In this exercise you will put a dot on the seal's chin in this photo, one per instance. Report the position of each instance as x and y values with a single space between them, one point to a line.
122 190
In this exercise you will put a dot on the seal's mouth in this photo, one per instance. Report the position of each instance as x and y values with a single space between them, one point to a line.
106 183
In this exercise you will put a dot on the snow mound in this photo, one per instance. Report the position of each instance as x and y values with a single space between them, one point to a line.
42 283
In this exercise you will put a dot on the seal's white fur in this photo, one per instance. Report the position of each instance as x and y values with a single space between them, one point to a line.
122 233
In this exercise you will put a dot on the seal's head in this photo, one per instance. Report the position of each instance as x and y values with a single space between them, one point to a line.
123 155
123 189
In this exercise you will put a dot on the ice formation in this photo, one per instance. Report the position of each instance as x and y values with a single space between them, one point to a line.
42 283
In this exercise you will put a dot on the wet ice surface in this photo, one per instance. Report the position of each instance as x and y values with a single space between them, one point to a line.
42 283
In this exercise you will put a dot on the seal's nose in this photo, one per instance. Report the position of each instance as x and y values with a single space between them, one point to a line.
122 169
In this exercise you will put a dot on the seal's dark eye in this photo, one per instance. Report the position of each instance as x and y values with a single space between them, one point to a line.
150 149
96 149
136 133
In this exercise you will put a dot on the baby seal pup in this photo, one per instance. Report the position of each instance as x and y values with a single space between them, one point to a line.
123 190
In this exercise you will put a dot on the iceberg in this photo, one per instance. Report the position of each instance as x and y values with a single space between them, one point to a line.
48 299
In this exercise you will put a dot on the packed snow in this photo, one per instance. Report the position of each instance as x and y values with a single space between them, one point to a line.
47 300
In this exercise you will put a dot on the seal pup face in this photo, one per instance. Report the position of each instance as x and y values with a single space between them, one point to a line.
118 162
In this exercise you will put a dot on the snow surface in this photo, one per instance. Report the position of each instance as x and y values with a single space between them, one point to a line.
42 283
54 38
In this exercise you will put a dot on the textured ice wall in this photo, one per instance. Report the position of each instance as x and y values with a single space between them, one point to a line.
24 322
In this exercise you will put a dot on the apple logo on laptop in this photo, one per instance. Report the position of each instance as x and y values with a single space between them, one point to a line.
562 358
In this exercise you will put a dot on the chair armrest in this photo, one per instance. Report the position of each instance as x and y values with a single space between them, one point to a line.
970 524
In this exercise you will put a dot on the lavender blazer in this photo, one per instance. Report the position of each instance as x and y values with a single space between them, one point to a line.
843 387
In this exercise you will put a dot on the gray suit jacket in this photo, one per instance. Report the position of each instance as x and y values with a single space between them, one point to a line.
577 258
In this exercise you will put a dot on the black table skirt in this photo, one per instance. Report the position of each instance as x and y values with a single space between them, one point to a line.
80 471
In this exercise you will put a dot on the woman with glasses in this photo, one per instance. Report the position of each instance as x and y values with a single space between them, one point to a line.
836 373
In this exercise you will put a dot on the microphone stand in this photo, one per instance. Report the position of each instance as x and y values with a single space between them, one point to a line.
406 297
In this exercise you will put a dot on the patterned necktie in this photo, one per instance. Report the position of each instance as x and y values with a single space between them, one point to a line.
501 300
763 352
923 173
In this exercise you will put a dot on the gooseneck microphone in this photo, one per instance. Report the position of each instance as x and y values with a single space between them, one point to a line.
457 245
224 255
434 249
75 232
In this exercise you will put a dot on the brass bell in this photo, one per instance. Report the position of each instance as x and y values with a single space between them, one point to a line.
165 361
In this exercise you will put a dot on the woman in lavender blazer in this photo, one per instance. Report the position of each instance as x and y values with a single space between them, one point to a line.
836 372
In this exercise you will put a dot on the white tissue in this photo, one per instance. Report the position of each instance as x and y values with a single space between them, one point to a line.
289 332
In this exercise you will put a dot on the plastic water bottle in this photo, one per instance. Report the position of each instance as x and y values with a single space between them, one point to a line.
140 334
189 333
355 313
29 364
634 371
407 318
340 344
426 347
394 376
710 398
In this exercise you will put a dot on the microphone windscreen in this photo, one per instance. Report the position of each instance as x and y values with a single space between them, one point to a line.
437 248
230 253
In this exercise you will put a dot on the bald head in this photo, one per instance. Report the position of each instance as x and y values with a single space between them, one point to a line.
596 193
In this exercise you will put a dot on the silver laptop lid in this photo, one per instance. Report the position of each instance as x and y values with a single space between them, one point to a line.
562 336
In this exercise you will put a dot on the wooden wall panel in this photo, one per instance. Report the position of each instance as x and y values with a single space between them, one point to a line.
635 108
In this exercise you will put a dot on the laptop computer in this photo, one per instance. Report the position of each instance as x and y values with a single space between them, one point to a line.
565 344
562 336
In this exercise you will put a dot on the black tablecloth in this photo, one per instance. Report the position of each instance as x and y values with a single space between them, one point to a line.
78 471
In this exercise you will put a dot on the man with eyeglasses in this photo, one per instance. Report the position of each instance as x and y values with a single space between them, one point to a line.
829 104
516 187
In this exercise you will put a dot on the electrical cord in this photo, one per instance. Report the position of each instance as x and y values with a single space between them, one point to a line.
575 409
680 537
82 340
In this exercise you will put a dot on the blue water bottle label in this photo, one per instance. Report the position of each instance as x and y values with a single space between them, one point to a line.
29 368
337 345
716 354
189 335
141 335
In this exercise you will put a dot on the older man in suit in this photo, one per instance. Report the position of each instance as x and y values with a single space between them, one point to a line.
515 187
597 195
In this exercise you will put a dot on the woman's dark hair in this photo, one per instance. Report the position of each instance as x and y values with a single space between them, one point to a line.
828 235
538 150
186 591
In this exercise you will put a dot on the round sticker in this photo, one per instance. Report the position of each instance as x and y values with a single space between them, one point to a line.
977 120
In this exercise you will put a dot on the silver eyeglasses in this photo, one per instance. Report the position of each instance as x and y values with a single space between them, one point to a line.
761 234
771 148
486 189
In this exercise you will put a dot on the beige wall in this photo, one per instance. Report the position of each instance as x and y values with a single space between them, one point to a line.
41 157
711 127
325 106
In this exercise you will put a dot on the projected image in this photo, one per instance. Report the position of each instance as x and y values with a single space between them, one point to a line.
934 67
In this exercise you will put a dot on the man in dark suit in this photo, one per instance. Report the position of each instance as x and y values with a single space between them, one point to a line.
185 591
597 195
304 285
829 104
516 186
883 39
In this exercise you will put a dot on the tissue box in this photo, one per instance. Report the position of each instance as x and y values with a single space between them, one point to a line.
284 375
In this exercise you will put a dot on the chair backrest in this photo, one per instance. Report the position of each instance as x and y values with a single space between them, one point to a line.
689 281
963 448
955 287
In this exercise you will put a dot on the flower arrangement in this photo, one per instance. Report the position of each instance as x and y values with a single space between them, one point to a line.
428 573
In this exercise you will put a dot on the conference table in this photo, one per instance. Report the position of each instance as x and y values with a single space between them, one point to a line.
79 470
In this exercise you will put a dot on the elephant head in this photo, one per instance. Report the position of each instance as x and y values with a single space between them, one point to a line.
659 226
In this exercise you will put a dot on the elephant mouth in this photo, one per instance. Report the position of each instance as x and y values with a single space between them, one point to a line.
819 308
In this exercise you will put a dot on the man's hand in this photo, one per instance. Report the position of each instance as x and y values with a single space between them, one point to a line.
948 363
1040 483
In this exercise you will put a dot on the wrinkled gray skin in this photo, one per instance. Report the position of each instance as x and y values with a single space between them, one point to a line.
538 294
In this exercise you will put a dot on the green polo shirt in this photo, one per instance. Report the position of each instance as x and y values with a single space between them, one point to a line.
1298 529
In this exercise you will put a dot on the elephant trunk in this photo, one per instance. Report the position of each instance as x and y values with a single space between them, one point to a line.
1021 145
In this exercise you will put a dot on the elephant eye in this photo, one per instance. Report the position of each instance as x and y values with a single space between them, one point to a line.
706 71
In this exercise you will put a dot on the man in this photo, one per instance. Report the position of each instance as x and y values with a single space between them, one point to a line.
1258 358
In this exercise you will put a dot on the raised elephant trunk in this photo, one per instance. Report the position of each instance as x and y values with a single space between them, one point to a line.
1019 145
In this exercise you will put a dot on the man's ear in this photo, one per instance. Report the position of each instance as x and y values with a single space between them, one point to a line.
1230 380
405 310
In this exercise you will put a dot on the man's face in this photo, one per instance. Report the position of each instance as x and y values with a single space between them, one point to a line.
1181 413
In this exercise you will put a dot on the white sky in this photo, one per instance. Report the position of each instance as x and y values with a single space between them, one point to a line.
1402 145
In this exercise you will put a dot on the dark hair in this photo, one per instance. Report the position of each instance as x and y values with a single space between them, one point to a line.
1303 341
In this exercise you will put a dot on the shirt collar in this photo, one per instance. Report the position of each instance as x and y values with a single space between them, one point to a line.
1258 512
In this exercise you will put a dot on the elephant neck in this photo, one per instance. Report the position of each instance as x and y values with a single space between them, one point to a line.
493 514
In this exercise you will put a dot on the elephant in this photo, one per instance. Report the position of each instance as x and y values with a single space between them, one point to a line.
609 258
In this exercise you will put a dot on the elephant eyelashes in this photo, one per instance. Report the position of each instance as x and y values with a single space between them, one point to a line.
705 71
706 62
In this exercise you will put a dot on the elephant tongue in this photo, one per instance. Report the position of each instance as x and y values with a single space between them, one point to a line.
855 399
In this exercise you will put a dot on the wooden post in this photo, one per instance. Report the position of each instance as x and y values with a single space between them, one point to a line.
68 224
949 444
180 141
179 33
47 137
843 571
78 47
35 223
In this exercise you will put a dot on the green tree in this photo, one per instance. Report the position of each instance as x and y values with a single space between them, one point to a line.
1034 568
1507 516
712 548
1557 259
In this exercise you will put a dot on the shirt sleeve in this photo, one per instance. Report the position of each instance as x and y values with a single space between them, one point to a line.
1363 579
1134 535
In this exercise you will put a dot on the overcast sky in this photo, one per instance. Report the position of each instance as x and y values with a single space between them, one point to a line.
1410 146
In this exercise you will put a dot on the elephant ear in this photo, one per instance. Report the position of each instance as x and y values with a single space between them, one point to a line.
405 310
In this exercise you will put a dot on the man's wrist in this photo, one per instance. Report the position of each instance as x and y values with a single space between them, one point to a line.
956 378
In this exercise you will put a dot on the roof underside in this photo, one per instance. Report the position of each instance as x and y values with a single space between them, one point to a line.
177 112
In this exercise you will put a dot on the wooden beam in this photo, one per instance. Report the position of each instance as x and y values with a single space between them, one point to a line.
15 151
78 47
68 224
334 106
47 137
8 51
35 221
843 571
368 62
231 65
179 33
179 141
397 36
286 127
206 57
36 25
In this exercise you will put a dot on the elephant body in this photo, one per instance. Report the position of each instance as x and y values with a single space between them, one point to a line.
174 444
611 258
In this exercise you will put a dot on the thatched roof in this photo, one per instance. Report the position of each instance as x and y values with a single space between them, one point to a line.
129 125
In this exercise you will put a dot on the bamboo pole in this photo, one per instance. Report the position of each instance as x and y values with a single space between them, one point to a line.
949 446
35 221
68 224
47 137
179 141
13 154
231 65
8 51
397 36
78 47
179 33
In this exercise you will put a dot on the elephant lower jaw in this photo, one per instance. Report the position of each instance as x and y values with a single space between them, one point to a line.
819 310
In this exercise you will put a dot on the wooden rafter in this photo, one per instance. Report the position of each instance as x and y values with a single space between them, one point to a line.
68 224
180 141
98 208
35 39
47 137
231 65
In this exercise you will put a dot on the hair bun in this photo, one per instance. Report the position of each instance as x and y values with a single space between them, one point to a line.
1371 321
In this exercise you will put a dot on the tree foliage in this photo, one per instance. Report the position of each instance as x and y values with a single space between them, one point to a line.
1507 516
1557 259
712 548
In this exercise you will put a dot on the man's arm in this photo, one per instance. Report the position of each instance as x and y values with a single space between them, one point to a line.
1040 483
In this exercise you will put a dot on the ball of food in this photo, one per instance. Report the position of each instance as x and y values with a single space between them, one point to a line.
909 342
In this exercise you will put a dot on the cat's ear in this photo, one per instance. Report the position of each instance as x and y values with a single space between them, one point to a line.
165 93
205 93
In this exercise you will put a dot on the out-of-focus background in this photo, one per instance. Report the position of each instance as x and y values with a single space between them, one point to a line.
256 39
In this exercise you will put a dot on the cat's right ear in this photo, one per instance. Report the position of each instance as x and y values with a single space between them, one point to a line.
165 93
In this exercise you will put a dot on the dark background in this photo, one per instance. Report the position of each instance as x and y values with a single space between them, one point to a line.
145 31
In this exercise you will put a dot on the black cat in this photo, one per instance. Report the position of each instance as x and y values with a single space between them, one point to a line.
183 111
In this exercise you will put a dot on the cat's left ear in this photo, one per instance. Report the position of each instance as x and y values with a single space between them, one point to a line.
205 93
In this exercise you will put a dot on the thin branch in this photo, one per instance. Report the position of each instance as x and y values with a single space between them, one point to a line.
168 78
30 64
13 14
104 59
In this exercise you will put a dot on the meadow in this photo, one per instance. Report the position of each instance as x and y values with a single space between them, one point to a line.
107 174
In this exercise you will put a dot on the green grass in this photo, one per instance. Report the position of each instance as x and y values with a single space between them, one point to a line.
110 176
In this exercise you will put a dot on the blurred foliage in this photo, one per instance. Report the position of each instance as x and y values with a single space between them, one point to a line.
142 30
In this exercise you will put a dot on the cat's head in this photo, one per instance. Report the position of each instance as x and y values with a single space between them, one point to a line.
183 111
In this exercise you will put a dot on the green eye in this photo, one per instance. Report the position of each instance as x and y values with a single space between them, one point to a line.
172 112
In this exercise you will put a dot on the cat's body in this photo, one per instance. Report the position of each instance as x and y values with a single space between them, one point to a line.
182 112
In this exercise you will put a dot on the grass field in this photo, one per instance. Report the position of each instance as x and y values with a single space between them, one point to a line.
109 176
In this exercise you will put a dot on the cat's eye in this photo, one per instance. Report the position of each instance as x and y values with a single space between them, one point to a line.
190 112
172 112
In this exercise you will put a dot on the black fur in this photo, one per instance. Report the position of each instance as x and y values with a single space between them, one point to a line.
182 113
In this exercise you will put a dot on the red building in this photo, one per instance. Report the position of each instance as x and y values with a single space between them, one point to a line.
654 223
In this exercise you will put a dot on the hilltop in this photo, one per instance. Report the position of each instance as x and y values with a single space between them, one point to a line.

**TASK DETAILS:** Rewrite the records as a numbered list, from the line containing "In this exercise you will put a dot on the blurred" through the end of the records, inclusive, leaving out any blank lines.

**FINAL RESULT:**
1. In this exercise you will put a dot on the blurred foliage in this photo, one per instance. Report the position of each instance as x and y values with a single space between them, one point to a line.
2. 142 30
3. In this exercise you will put a dot on the cat's head in this photo, one per instance. Report the position of each instance as x and y values with a single space between them, one point to a line.
4. 183 111
5. In this exercise you will put a dot on the green eye in this photo, one per instance. Report the position of each instance as x and y values with a single space between them, one point to a line.
6. 172 112
7. In this exercise you will put a dot on the cat's body in this photo, one per instance. Report the position of each instance as x and y values with a single space between them, one point to a line.
8. 182 112
9. In this exercise you will put a dot on the grass field in this photo, one per instance. Report the position of each instance as x and y values with a single space between them, one point to a line.
10. 109 176
11. In this exercise you will put a dot on the cat's eye in this photo, one per instance. Report the position of each instance as x and y values with a single space between them, one point to a line.
12. 190 112
13. 172 112
14. In this exercise you will put a dot on the black fur in this photo, one per instance. Report the position of each instance as x and y values with a single space between them, one point to a line.
15. 182 113
16. In this exercise you will put a dot on the red building in this photo, one per instance. Report the position of each instance as x and y values with a single space between them, one point to a line.
17. 654 223
18. In this exercise you will put a dot on the hilltop in this photo, one per instance. Report the position of each instance as x and y values with a single space between them, one point to a line.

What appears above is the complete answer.